* _Provided records_:
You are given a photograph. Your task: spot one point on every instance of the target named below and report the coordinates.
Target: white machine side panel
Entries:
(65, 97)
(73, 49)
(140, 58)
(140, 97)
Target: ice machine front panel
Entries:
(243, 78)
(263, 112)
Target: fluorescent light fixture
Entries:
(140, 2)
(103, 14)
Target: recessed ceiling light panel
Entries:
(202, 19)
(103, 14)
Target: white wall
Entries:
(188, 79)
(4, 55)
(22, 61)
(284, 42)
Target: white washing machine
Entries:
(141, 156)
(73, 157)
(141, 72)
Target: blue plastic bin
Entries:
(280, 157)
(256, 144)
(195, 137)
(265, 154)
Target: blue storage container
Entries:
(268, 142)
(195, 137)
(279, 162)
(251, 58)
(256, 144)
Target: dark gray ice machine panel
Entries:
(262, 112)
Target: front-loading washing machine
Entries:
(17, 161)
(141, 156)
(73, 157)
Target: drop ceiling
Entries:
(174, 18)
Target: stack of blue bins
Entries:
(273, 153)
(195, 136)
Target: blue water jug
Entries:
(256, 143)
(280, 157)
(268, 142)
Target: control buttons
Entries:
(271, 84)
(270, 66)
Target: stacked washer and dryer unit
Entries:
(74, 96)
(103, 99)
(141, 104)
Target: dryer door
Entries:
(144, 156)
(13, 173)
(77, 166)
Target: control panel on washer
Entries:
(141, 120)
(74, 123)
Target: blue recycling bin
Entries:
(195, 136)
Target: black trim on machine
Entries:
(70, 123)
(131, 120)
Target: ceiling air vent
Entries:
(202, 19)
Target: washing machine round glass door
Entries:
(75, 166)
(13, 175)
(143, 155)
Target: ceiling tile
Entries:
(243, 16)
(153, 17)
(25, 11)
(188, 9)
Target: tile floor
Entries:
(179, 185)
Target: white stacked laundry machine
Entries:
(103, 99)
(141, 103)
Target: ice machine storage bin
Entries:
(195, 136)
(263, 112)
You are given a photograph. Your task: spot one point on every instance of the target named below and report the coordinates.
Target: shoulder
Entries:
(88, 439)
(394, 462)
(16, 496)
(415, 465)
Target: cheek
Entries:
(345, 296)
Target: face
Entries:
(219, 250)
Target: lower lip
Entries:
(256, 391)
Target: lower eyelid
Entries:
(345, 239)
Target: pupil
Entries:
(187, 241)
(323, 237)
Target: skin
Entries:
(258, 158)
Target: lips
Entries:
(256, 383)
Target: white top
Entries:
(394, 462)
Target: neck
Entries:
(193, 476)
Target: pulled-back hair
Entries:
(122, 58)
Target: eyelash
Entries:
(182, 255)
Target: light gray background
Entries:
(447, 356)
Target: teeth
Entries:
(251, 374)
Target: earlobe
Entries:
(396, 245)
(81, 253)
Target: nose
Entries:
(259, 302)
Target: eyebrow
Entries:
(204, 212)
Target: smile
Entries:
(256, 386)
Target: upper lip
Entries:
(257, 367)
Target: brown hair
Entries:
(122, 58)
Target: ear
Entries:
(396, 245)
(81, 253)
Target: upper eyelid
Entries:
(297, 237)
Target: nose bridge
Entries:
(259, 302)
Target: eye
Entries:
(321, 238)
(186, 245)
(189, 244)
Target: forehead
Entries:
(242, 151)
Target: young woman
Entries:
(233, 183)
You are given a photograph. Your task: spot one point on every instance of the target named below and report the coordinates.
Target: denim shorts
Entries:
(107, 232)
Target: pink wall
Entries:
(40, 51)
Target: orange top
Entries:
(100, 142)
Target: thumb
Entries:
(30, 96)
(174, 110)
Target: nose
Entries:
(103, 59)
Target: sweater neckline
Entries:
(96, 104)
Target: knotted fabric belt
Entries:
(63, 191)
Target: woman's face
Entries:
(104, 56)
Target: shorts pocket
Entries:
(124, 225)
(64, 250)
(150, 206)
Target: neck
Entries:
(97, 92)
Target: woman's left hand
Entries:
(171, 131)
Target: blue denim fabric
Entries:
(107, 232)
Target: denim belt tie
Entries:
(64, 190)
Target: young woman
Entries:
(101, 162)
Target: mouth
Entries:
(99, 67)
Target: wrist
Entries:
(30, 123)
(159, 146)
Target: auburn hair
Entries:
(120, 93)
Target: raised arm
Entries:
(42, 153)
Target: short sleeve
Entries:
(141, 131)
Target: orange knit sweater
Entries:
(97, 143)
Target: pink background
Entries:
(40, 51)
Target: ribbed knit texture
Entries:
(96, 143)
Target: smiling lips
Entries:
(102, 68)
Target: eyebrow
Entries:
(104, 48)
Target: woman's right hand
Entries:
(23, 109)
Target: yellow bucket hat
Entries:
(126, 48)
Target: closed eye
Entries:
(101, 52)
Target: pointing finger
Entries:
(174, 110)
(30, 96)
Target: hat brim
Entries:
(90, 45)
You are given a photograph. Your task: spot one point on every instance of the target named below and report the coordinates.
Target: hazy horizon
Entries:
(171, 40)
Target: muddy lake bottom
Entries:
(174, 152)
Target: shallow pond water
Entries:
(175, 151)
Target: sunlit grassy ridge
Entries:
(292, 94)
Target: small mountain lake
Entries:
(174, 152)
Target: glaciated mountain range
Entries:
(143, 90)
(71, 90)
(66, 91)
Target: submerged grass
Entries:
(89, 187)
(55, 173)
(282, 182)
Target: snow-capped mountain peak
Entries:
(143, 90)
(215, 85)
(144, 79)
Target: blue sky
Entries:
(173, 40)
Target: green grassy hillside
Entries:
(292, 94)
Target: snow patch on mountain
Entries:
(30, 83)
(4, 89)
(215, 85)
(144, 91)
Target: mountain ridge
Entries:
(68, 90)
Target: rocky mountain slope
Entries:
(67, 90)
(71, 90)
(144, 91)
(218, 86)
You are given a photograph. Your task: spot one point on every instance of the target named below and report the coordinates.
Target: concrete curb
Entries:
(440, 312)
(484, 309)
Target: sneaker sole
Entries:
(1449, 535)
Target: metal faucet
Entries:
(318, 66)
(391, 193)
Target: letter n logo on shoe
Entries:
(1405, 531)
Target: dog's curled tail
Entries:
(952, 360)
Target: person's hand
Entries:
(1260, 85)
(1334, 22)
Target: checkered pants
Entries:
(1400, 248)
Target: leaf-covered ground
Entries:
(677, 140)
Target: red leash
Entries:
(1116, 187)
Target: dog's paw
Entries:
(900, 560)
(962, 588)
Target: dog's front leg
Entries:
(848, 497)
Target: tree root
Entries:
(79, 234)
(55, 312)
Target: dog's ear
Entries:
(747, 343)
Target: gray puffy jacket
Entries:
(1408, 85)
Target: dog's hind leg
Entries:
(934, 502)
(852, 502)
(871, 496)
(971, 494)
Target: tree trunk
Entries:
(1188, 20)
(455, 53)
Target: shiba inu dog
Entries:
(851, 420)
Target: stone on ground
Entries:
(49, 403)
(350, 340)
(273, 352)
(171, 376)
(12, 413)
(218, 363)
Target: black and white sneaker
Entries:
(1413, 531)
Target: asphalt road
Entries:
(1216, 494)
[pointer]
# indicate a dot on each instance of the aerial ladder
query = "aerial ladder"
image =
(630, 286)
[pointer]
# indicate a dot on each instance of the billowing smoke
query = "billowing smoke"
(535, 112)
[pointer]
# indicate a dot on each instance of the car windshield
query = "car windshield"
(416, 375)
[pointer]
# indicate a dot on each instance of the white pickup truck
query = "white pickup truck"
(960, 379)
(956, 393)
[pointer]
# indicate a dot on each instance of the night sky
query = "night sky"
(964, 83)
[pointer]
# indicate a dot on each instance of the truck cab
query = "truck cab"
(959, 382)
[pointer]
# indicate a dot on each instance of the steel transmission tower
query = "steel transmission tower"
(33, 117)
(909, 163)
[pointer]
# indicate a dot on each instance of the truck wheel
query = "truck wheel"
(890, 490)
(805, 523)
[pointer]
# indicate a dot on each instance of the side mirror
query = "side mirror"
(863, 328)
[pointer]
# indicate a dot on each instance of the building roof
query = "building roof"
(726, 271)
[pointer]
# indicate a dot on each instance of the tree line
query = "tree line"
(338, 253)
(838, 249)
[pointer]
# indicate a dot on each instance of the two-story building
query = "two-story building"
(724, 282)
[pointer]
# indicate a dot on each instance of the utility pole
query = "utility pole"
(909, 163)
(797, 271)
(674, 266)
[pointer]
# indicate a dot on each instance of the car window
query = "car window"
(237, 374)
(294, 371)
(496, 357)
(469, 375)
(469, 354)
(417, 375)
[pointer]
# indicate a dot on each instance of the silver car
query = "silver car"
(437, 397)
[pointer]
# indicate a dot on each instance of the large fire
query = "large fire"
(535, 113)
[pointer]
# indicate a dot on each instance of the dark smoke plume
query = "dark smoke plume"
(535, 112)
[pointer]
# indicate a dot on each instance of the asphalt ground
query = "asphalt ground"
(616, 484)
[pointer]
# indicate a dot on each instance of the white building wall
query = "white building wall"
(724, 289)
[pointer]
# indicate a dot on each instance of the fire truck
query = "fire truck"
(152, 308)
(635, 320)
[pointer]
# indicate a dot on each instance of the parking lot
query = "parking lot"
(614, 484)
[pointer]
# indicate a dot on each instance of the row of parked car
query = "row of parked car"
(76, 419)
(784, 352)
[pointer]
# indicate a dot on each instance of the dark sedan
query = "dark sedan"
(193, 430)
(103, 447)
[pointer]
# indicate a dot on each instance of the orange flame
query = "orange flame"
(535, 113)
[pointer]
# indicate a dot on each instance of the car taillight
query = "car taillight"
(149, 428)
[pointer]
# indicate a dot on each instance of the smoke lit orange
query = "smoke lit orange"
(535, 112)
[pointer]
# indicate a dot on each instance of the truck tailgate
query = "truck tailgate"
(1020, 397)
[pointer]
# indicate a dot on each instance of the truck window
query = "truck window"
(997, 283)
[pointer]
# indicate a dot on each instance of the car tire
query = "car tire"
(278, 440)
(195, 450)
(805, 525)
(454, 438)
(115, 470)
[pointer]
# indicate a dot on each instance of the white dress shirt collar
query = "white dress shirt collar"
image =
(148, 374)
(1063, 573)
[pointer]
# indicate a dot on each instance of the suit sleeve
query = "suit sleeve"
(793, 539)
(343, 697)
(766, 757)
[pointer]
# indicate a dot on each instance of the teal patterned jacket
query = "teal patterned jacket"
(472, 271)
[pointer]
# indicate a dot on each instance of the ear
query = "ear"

* _Activity_: Start with the first line. Please copy exactly each line of the listing through the one with "Target: stack of blue bins", including it.

* _Written response_:
You are given a photograph. Your task: spot one point on every instance of the target named below and report the coordinates.
Target: white machine side panel
Entries:
(65, 97)
(73, 49)
(140, 58)
(140, 97)
Target: ice machine front panel
Entries:
(243, 78)
(263, 112)
Target: fluorescent light fixture
Entries:
(140, 2)
(103, 14)
Target: recessed ceiling light panel
Entries:
(202, 19)
(103, 14)
Target: white wall
Entries:
(188, 79)
(4, 55)
(22, 61)
(284, 42)
Target: white washing machine
Entries:
(141, 156)
(73, 157)
(141, 72)
Target: blue plastic bin
Entries:
(280, 157)
(256, 144)
(195, 137)
(265, 154)
Target: blue storage container
Entries:
(268, 142)
(195, 137)
(279, 162)
(251, 58)
(256, 144)
Target: dark gray ice machine panel
Entries:
(262, 112)
Target: front-loading washing machine
Entries:
(17, 161)
(141, 156)
(73, 157)
Target: drop ceiling
Entries:
(174, 18)
Target: stack of blue bins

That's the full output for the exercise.